# [AUFGABEN BEARBEITEN]
1) Prüfe, ob die folgenden Aussagen mit dem Text zum Geschäftsführerregress übereinstimmen, und antworte jeweils mit Ja oder Nein sowie den entscheidenden Worten des Textes als wörtlichem Zitat. (a) Das Bundeskartellamt verhängte gegen die Klägerin ein Bußgeld von mehr als 1 Million Euro. (b) Das LG Dortmund stützte den Regressanspruch auf § 43 Abs. 2 GmbHG. (c) Die Klägerin nahm den ehemaligen Geschäftsführer auch wegen angefallener Anwaltskosten in Regress.
2) Gib aus dem Text zum Geschäftsführerregress den Abschnitt von „Hintergrund“ bis „vielmehr verhindern müssen.“ wortgetreu aus.
3) Führe den Text zum Geschäftsführerregress nach seinem letzten Satz weiter.

# [LESETEXT]
^^^^^^^^^^^^^^^^

LG Dortmund:
Regressanspruch einer Gesellschaft gegen ihren Geschäftsführer wegen Unternehmensgeldbußen im Kartellrecht
Entscheidung
In zwei Hinweisbeschlüssen vom 21.06.2023 und vom 14.08.2023 (8 O 5/22 (Kart)) hat das LG Dortmund ein neues Kapitel in Sachen kartellrechtlicher Regressforderungen einer Gesellschaft gegenüber ihrem Geschäftsführer aufgeschlagen. Während die bisherige Rechtsprechung (vgl. zuletzt OLG Düsseldorf vom 27.07.2023 – VI‑6 U 1/22 (Kart), ZIP 2023, 1800) eine persönliche Haftung des Geschäftsführers für Unternehmensgeldbußen verneint hat, sieht das LG Dortmund dies (jedenfalls für den bußgeldlichen Regress) ausdrücklich anders und begründet dies mit einer Haftung für die Verletzung vertraglicher Beratungspflichten. Mit dem Verzicht auf einen Regress werde einer gewissen Risikobereitschaft der Geschäftsführung, durch Kartellrechtsverletzungen Vorteile für das Unternehmen zu generieren, Vorschub geleistet.
Hintergrund
Das Bundeskartellamt verhängte gegen eine GmbH & Co.KG (Klägerin) ein Bußgeld von fast 1 Million Euro. An dem Kartellverstoß soll der frühere Geschäftsführer der Komplementärin der Klägerin aktiv mitgewirkt haben. Die Klägerin nahm daher den ehemaligen Geschäftsführer wegen des Bußgeldes, möglicher Schadensersatzforderungen und angefallener Anwaltskosten in Regress.
Entscheidungsgründe
Das LG Dortmund folgerte den Regressanspruch aus § 43 Abs. 2 GmbHG, da die Beteiligung an einem verbotenen Kartell (nach § 1 GWB) einen zur Haftung des Geschäftsführers führenden Verstoß gegen die Legalitätspflicht darstellt. Der Geschäftsführer als Organ der Gesellschaft hätte sich an einem solchen Verstoß nicht beteiligen dürfen, sondern ihn vielmehr verhindern müssen.
Wenn schon für Dritte eine Haftung in den Fällen anerkannt sei, wo sie im Rahmen der Verletzung vertraglicher Beratungspflichten gegenüber der Gesellschaft haften müssen, könne für einen Geschäftsführer aufgrund seiner organschaftlichen Pflicht nichts anderes gelten. Anders als bei vertraglichen Beratungspflichten könne die Gesellschaft, die nur durch ihr Organ, den Geschäftsführer, handeln kann, nicht etwa abweichend vom erteilten Rat handeln und somit Schadensfolgen vermeiden. Der Regress sei damit die einzig mögliche Sanktionsmaßnahme und seine grundsätzliche Anerkennung damit zwingend.

^^^^^^^^^^^^^^^^

(Einträge des Annotationsdatensatzes)
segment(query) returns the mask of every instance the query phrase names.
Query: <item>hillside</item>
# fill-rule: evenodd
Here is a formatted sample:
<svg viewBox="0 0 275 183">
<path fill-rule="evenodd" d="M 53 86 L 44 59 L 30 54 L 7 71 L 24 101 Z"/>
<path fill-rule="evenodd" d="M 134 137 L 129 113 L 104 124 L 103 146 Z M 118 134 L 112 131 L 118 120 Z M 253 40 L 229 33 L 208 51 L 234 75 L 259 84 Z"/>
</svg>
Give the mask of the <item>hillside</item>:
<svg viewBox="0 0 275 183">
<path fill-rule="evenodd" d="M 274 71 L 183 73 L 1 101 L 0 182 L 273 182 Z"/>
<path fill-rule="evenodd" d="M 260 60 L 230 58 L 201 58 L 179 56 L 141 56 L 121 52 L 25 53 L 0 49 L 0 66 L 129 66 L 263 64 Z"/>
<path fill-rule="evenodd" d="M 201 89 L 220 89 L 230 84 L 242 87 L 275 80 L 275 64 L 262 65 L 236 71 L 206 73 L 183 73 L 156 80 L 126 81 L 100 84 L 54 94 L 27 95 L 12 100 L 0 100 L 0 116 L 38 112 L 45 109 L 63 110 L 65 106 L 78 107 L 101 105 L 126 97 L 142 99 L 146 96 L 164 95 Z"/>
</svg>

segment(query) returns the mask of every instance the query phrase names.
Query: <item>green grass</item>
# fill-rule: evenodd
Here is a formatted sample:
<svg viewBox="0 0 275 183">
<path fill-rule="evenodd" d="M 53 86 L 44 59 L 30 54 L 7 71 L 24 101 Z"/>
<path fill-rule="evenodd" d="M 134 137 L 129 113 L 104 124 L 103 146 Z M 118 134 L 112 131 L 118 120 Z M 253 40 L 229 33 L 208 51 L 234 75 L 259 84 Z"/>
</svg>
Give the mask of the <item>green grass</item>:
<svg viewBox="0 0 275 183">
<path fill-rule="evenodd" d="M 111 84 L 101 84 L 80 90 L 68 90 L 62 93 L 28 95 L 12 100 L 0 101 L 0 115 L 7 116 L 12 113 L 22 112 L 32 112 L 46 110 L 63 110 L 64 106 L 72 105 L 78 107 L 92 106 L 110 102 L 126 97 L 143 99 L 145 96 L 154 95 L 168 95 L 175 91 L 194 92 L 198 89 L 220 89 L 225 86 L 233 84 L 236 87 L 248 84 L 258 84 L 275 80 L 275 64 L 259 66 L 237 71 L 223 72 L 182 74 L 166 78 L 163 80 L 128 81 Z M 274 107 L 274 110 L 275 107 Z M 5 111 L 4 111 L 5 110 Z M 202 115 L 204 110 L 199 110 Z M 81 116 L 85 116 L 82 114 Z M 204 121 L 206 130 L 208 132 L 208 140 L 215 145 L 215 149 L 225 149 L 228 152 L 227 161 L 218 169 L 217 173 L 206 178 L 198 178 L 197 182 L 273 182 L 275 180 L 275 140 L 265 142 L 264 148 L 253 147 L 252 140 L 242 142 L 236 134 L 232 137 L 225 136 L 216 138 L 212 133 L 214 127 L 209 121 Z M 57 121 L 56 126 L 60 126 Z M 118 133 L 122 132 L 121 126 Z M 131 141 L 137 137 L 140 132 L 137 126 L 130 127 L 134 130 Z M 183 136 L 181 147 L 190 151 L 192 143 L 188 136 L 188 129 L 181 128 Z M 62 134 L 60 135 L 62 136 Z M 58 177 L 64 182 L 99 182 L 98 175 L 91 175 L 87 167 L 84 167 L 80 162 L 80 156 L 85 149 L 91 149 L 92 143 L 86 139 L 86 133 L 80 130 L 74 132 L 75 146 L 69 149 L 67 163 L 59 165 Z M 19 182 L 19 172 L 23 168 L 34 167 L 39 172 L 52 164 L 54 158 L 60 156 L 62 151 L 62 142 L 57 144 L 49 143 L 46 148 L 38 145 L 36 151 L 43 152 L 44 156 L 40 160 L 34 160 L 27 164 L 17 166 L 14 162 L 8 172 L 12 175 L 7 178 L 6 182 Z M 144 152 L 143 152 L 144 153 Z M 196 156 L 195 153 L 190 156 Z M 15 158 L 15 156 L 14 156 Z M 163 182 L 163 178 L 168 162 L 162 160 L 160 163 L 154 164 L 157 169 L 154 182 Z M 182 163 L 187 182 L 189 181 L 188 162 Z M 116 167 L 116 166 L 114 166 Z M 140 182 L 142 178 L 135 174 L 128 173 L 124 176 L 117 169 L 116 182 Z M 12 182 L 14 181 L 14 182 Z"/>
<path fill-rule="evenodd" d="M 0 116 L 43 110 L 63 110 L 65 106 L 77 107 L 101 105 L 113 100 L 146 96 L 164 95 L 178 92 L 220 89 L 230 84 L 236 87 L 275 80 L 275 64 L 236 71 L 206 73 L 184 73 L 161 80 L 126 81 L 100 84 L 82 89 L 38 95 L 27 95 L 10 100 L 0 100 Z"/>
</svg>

^^^^^^^^^^^^^^^^

# [GELÖSTE AUFGABEN]
1)
(a) Nein: „ein Bußgeld von fast 1 Million Euro“
(b) Ja: „Das LG Dortmund folgerte den Regressanspruch aus § 43 Abs. 2 GmbHG“
(c) Ja: „wegen des Bußgeldes, möglicher Schadensersatzforderungen und angefallener Anwaltskosten in Regress“

2)
Hintergrund
Das Bundeskartellamt verhängte gegen eine GmbH & Co.KG (Klägerin) ein Bußgeld von fast 1 Million Euro. An dem Kartellverstoß soll der frühere Geschäftsführer der Komplementärin der Klägerin aktiv mitgewirkt haben. Die Klägerin nahm daher den ehemaligen Geschäftsführer wegen des Bußgeldes, möglicher Schadensersatzforderungen und angefallener Anwaltskosten in Regress.
Entscheidungsgründe
Das LG Dortmund folgerte den Regressanspruch aus § 43 Abs. 2 GmbHG, da die Beteiligung an einem verbotenen Kartell (nach § 1 GWB) einen zur Haftung des Geschäftsführers führenden Verstoß gegen die Legalitätspflicht darstellt. Der Geschäftsführer als Organ der Gesellschaft hätte sich an einem solchen Verstoß nicht beteiligen dürfen, sondern ihn vielmehr verhindern müssen.

3)
1. Andere Auffassung OLG Düsseldorf; kartellrechtliche Wertung
Im Hinblick auf die (persönliche) Haftung des Geschäftsführers auch für gegenüber dem Unternehmen festgesetzte kartellrechtliche Bußgelder stehen die Beschlüsse des LG Dortmund im Widerspruch zur aktuellen Rechtsprechung des OLG Düsseldorf (Urteil vom 27.07.2023 – VI‑6 U 1/22 (Kart)), wo der Senat einen Innenregress einer Gesellschaft gegen den ehemaligen Vorstandsvorsitzenden aufgrund der – jedenfalls in Deutschland geltenden – kartellrechtlichen Wertung verneint hatte. Denn im (deutschen) Kartellrecht können – auch der Höhe nach – jeweils getrennte Bußgelder gegen das Unternehmen und gegen die handelnde Person festgesetzt werden. Diese Differenzierung würde durch einen Rückgriff auf das Leitungsorgan unterlaufen und zudem werde der Sanktionszweck des kartellrechtlichen Unternehmensbußgeldes gefährdet. Dies gelte erst recht, wenn die Geschäftsleiter über eine D&O‑Versicherung haftpflichtversichert seien und die Deckungssumme weit höher sei als ein gegen das Unternehmen verhängtes Bußgeld.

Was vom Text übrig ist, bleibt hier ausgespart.